— Instructions to follow —
Reproduce every entry in the listing without alteration.
_ _ _ _ _
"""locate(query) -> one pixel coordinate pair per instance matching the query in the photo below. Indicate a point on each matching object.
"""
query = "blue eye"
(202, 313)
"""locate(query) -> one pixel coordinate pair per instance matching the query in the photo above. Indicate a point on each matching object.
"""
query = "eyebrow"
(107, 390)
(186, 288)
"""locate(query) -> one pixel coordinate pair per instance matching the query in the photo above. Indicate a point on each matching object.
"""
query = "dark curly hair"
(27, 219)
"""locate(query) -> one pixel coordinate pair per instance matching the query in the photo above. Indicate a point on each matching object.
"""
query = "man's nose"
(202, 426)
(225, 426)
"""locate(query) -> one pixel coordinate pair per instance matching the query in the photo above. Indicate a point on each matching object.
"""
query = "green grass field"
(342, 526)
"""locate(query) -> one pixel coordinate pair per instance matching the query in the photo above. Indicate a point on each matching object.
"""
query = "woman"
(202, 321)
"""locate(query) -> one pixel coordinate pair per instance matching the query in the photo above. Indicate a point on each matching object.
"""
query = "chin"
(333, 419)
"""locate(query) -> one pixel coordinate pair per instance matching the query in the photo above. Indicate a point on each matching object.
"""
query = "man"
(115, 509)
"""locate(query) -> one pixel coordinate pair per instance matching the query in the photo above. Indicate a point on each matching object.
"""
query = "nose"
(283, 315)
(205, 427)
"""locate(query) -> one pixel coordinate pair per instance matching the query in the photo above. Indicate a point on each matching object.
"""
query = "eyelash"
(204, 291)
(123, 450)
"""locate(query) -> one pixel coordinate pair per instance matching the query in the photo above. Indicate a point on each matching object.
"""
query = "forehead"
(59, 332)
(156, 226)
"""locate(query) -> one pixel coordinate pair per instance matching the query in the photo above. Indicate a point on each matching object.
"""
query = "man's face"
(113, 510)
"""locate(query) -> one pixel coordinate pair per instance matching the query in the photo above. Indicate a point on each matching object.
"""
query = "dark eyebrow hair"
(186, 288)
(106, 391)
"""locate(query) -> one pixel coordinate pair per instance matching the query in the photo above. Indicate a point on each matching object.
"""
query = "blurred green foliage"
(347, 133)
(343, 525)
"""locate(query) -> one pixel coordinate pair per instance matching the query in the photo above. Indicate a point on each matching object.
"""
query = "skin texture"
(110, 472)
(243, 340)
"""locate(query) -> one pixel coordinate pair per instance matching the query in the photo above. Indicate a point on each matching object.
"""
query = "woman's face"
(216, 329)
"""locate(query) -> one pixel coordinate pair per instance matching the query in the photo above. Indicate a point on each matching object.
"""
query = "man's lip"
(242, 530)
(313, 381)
_ _ _ _ _
— Solved problem —
"""locate(query) -> one pixel coordinate pair per instance matching the query in the photo below. Indicate a point on each matching object.
"""
query = "blue eye"
(202, 313)
"""locate(query) -> one pixel coordinate pair per instance matching the query in the photo above. Indicate a point on each matching object.
"""
query = "eyebrow"
(107, 390)
(186, 288)
"""locate(query) -> one pixel coordinate pair per instance matching the query in the photo above. Indicate a point on each matching object.
"""
query = "dark curly hair"
(27, 219)
"""locate(query) -> one pixel coordinate pair per instance matching the query in the photo above. Indicate a point on each matching object.
"""
query = "man's nose"
(202, 426)
(225, 426)
"""locate(query) -> one pixel coordinate pair per instance matching the query in the photo above. Indicate a point on each matching object.
"""
query = "green grass field"
(342, 526)
"""locate(query) -> one pixel coordinate pair per instance matching the query in the photo above. Indicate a point on each matching object.
"""
query = "woman"
(202, 321)
"""locate(query) -> one pixel coordinate pair per instance matching the query in the photo above. Indicate a point on each matching object.
"""
query = "chin"
(333, 419)
"""locate(query) -> one pixel coordinate pair per instance matching the query in the photo above. Indicate a point on each matching object.
"""
query = "man"
(115, 509)
"""locate(query) -> one pixel coordinate pair per instance matching the query in the photo above. Indicate a point on each matching object.
"""
query = "nose"
(283, 315)
(205, 427)
"""locate(query) -> one pixel coordinate pair per instance matching the query in the photo above. Indicate a point on each matching object.
"""
query = "eyelash"
(204, 291)
(123, 450)
"""locate(query) -> one pixel coordinate pair per instance matching the query in the photo above. Indicate a point on each matching object.
"""
query = "forehead"
(59, 332)
(156, 226)
"""locate(query) -> one pixel coordinate pair per instance matching the query in the photo above. Indicate a point on each matching object.
"""
query = "man's face"
(113, 510)
"""locate(query) -> one pixel coordinate pair per instance matching the query in the photo above. Indicate a point on each matching object.
"""
query = "dark eyebrow hair"
(186, 288)
(106, 391)
"""locate(query) -> one pixel coordinate pair per instance matching the query in the photo above. Indicate a point on each matching object.
"""
query = "blurred green foliage"
(347, 133)
(343, 525)
"""locate(query) -> one pixel coordinate pair per instance matching the query in the photo above. Indicate a point on each matching object.
"""
query = "skin texture"
(110, 472)
(243, 340)
"""locate(query) -> one pixel coordinate pair per instance matching the query in the photo above. Indicate a point on each matching object.
"""
query = "woman's face"
(216, 329)
"""locate(query) -> one pixel coordinate pair per instance matching the query in the photo above. Indicate a point on each matching object.
"""
query = "man's lip"
(242, 530)
(313, 381)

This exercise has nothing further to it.